Each line from the one with "Point to the" through the end of the records below should be transcribed exactly, and each picture should be skipped.

.....

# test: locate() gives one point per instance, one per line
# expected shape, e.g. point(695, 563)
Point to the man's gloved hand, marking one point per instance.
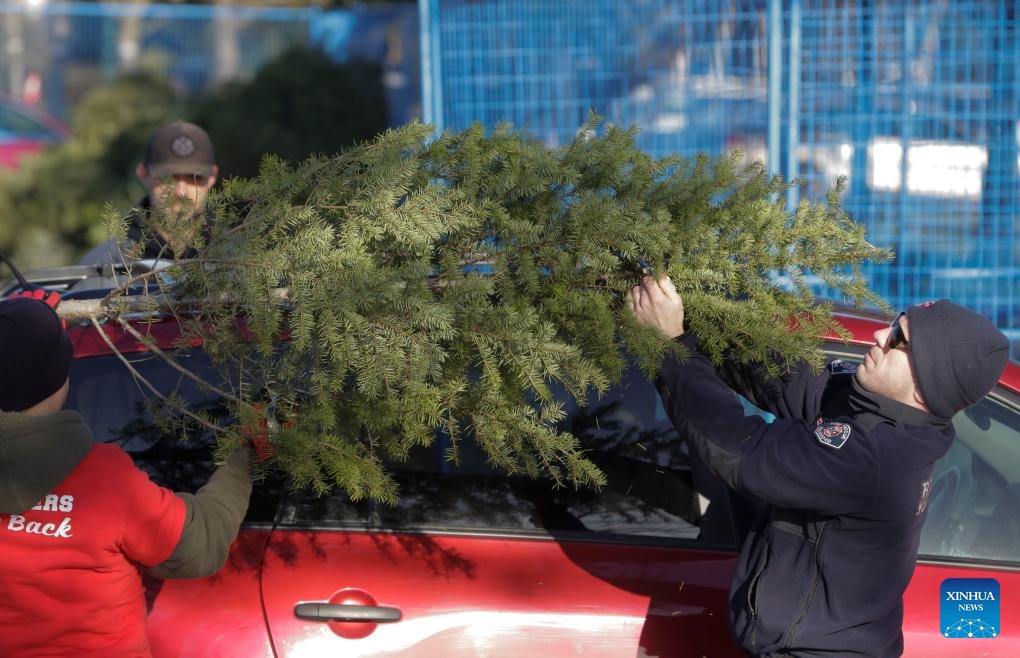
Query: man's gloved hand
point(50, 297)
point(258, 438)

.....

§ **Output below**:
Point to the man's gloved hand, marking one point per instance.
Query: man's gloved hand
point(50, 297)
point(258, 438)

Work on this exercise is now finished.